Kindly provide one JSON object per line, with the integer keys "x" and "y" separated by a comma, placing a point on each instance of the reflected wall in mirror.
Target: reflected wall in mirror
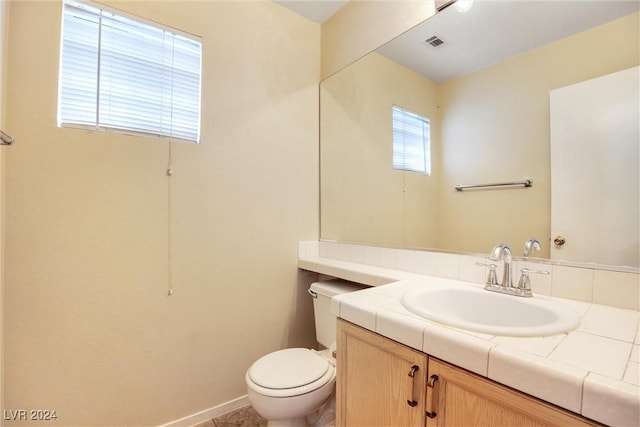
{"x": 489, "y": 120}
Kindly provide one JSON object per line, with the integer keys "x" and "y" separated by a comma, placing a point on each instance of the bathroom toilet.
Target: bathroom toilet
{"x": 287, "y": 386}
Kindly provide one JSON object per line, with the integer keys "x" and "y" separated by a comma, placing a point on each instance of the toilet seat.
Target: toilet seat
{"x": 290, "y": 372}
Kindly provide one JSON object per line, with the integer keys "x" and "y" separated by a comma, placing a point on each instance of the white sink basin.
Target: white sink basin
{"x": 475, "y": 309}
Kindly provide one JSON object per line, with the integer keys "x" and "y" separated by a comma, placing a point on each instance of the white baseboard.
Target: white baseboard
{"x": 207, "y": 414}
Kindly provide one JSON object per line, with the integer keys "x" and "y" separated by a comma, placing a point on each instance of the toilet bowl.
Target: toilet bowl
{"x": 287, "y": 386}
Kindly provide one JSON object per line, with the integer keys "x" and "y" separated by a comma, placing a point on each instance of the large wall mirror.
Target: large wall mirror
{"x": 485, "y": 78}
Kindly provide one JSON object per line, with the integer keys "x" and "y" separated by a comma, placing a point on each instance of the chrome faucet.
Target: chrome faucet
{"x": 531, "y": 244}
{"x": 502, "y": 252}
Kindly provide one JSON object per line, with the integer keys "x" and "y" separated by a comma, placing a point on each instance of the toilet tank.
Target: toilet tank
{"x": 322, "y": 293}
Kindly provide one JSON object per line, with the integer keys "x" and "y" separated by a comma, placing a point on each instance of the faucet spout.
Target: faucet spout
{"x": 531, "y": 244}
{"x": 502, "y": 252}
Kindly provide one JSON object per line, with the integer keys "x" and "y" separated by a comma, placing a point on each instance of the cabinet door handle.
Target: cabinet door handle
{"x": 412, "y": 374}
{"x": 434, "y": 395}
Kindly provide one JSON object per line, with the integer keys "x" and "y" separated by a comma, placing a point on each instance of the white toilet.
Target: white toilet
{"x": 286, "y": 386}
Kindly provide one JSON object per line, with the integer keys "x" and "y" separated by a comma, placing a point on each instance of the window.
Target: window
{"x": 411, "y": 141}
{"x": 120, "y": 74}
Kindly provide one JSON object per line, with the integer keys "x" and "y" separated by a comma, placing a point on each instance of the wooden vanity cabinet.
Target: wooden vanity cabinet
{"x": 456, "y": 397}
{"x": 379, "y": 382}
{"x": 383, "y": 383}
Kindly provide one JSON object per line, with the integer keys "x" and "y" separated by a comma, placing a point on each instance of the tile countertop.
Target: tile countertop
{"x": 593, "y": 370}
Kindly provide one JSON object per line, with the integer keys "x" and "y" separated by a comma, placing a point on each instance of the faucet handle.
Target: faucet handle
{"x": 525, "y": 282}
{"x": 492, "y": 278}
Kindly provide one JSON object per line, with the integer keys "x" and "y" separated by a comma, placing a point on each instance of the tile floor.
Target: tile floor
{"x": 243, "y": 417}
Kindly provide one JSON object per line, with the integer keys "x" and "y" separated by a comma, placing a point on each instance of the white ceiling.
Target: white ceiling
{"x": 316, "y": 10}
{"x": 492, "y": 31}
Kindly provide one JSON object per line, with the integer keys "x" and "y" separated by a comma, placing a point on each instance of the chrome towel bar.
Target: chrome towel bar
{"x": 525, "y": 182}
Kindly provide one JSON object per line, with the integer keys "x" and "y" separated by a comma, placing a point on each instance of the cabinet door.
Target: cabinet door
{"x": 456, "y": 397}
{"x": 380, "y": 382}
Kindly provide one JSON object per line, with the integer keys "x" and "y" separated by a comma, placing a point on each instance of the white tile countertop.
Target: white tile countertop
{"x": 593, "y": 370}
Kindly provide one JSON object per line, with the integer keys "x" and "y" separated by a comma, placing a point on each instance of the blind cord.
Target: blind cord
{"x": 169, "y": 257}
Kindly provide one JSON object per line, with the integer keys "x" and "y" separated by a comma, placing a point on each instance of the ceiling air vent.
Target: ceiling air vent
{"x": 435, "y": 41}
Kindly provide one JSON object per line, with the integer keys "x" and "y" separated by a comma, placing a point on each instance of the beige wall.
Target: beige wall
{"x": 3, "y": 50}
{"x": 362, "y": 26}
{"x": 362, "y": 194}
{"x": 94, "y": 226}
{"x": 495, "y": 128}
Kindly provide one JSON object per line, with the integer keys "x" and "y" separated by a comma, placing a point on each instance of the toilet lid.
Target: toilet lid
{"x": 289, "y": 368}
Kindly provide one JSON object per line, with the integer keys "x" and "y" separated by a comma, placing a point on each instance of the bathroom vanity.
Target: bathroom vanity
{"x": 382, "y": 383}
{"x": 584, "y": 376}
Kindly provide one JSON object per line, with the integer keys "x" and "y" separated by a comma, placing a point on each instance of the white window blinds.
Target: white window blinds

Task details: Write out the full listing verbatim, excluding its pictures.

Response:
Kindly provide one JSON object per line, with the integer keys "x" and "y" separated by a comma, placing a point on each instance of the reflected wall in mirror.
Target: reflected wall in mirror
{"x": 489, "y": 120}
Kindly provide one JSON object per line, with the integer keys "x" and "y" separated by a comma, placing a point on each instance of the bathroom toilet.
Target: bathroom toilet
{"x": 287, "y": 386}
Kindly provide one JSON object per line, with the integer keys "x" and "y" separated by a comma, placing a point on each instance of the toilet seat.
Target: toilet seat
{"x": 290, "y": 372}
Kindly provide one JSON object per line, with the integer keys "x" and "y" separated by a comma, placing a point on each instance of the white sink basin.
Target: white sink basin
{"x": 475, "y": 309}
Kindly provide one JSON object per line, with the integer keys "x" and "y" separated by a comma, placing a point on each instance of the white baseboard.
Target: white baseboard
{"x": 207, "y": 414}
Kindly provide one JSON object per line, with the integer keys "x" and "y" separated by a comma, placing a point on each instance of the toilet bowl.
Target: toilet bowl
{"x": 287, "y": 386}
Kindly provide one JSON object per line, with the integer keys "x" and "y" separated by a comma, placing a point on each instance of the large wall mirror.
Target: large wall mirror
{"x": 485, "y": 78}
Kindly provide one JSON object per line, with the integer keys "x" and "y" separated by a comma, placing a point on each instance of the chrome faucet.
Target: chrome faucet
{"x": 531, "y": 244}
{"x": 502, "y": 252}
Kindly provide one JSON object per line, with the integer keys "x" and "y" separated by a comma, placing a point on each instance of the toilet tank.
Target: toilet tank
{"x": 322, "y": 293}
Kindly provide one JSON object per line, with the integer keys "x" and "y" separated by a comma, placing a point on each instance of the faucet spout.
Target: faucet spout
{"x": 531, "y": 244}
{"x": 502, "y": 252}
Kindly provide one JSON object per line, with the integer keys "x" and "y" separated by a comma, placing a point on each instance of the cabinet door handle.
Target: cabinet door handle
{"x": 412, "y": 374}
{"x": 434, "y": 395}
Kindly provide one JSON object per line, with the integer keys "x" and "y" separated by a comma, placing a point on each instance of the white toilet.
Target: white toilet
{"x": 286, "y": 386}
Kindly provide one JSON object per line, with the integer keys "x" and "y" separated by a comma, placing a point on each instance of the window.
Target: window
{"x": 411, "y": 141}
{"x": 120, "y": 74}
Kindly provide one JSON object per line, with the integer keys "x" and "y" separated by a comma, placing a point on each instance of the wooden vanity cabinet.
Target: wooden vanity cabinet
{"x": 456, "y": 397}
{"x": 379, "y": 382}
{"x": 383, "y": 383}
Kindly provide one JSON object per line, with the integer keys "x" and "y" separated by a comma, placing a point on each instance of the tile countertop.
Target: tile countertop
{"x": 593, "y": 370}
Kindly provide one JSON object per line, with the integer keys "x" and "y" separated by a comma, placing a point on each instance of the faucet handle.
Target: faucet handle
{"x": 525, "y": 282}
{"x": 492, "y": 278}
Kindly provide one JSON object per line, with the integer keys "x" and "y" separated by a comma, placing a point on each instance of the tile floor.
Target: tile floor
{"x": 243, "y": 417}
Kindly provide one JSON object per line, with the integer keys "x" and "y" separated by a comma, placing a point on each instance of the white ceiling.
Target: white ceiling
{"x": 316, "y": 10}
{"x": 492, "y": 31}
Kindly provide one JSON object per line, with the integer keys "x" and "y" separated by a comma, placing a point on each instance of the chrome towel bar.
Target: chrome towel bar
{"x": 525, "y": 182}
Kindly provide one JSON object per line, with the integer keys "x" and "y" separated by a comma, placing a point on each instance of the cabinet door.
Target: cabinet door
{"x": 456, "y": 397}
{"x": 380, "y": 382}
Kindly provide one JSON object per line, with the integer keys "x" and "y" separated by a comma, placing a point on each instance of the white tile countertop.
Target: white tile countertop
{"x": 593, "y": 370}
Kindly provide one JSON object per line, with the integer keys "x" and "y" separated by a comma, placing a point on each instance of the blind cord.
Target: blind cord
{"x": 169, "y": 257}
Kindly provide one JSON object per line, with the integer keys "x" and "y" separated by a comma, placing a point on each instance of the ceiling air vent.
Target: ceiling air vent
{"x": 435, "y": 41}
Kindly provide one JSON object per line, with the integer keys "x" and "y" separated by a comma, placing a point on each instance of the beige wall.
Target: beige wall
{"x": 3, "y": 50}
{"x": 362, "y": 26}
{"x": 362, "y": 194}
{"x": 94, "y": 226}
{"x": 495, "y": 128}
Kindly provide one JSON object per line, with the integer keys "x" and "y" separated by a comma, placing a point on each instance of the toilet lid.
Target: toilet lid
{"x": 289, "y": 368}
Kindly provide one JSON object per line, with the integer keys "x" and "y" separated by a comma, placing a point on each instance of the bathroom vanity.
Target: bathroom vanity
{"x": 382, "y": 383}
{"x": 584, "y": 376}
Kindly provide one JSON object per line, with the integer keys "x" and "y" separated by a comma, placing a point on each instance of the white window blinds.
Target: white window blinds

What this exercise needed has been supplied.